Text to read:

Well designed street and roadway lighting can reduce nighttime accidents, aid in police patrolling, improve traffic flow, promote the use of retail, business and industrial facilities at night, and promote urban pride and a sense of wellbeing after hours.​

streets roadways and urban thoroughfares lighting​​

Design Process:​


NOTE: The specification of a street, roadway or area lighting system must take into account a wide variety of local conditions, luminaire specifications, and illuminance calculations. What follows is a summary of the major lighting design criteria as presented by the IES. Consult the 10th Edition Lighting Handbook and the IES RP-8-00 Standard Practice for Roadway Lighting, for complete design data and all pertinent calculation tables. 


Design of street and roadway lighting systems takes into consideration a variety of factors such as visibility, economics, aesthetics, safety and environmental.  The design process follows these major steps:


1: Determine the Roadway Classification. The IES uses the following classifications to designate street, roadways and other thoroughfares having sufficient visual complexity to require nighttime illumination: 

  • Freeway. An access controlled toll or non-toll divided major roadway with no crossings at grade.

  • Freeway Type A: These have high traffic volume, are found in metropolitan or urban core areas and operate at near capacity during the early hours of darkness.

  • Freeway Type B: These include all other controlled access divided roadways where illumination is required.

  • Expressway. Major divided roadway for through traffic with partially controlled access. There are interchanges at major crossroads.

  • Major. These are principal networks for through traffic flow. They connect areas of heavy traffic generation and major highways coming into the city core from rural areas. They are sometimes categorized as “primary” and “secondary.”

  • Collector. These collect traffic from major roadways and feed it to local streets that serve industrial, commercial and residential areas.

  • Local. These are the streets that provide access to and around urban and suburban abutting residential, commercial and industrial areas. They typically do not handle through traffic.  They are illuminated by a wide variety of luminaire types. They are often intersected by collector roadways.

  • Interchange. These are grade separated combinations of overpasses or underpasses and ramps that permit entrance to and exit from roadways.

  • Intersection.  This is the point where two or more continuously lighted roads cross one another on the same grade.

  • Alley.  These are narrow public ways with a block of abutting properties usually providing access to the rear of the properties.

Stored rows:
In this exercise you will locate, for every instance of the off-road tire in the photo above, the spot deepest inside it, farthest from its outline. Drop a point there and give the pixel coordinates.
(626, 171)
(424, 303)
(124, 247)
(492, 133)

Direction:
In the street lighting text, where do collector roads send the traffic they take from major roadways?

Complete response:
To local streets that serve industrial, commercial and residential areas.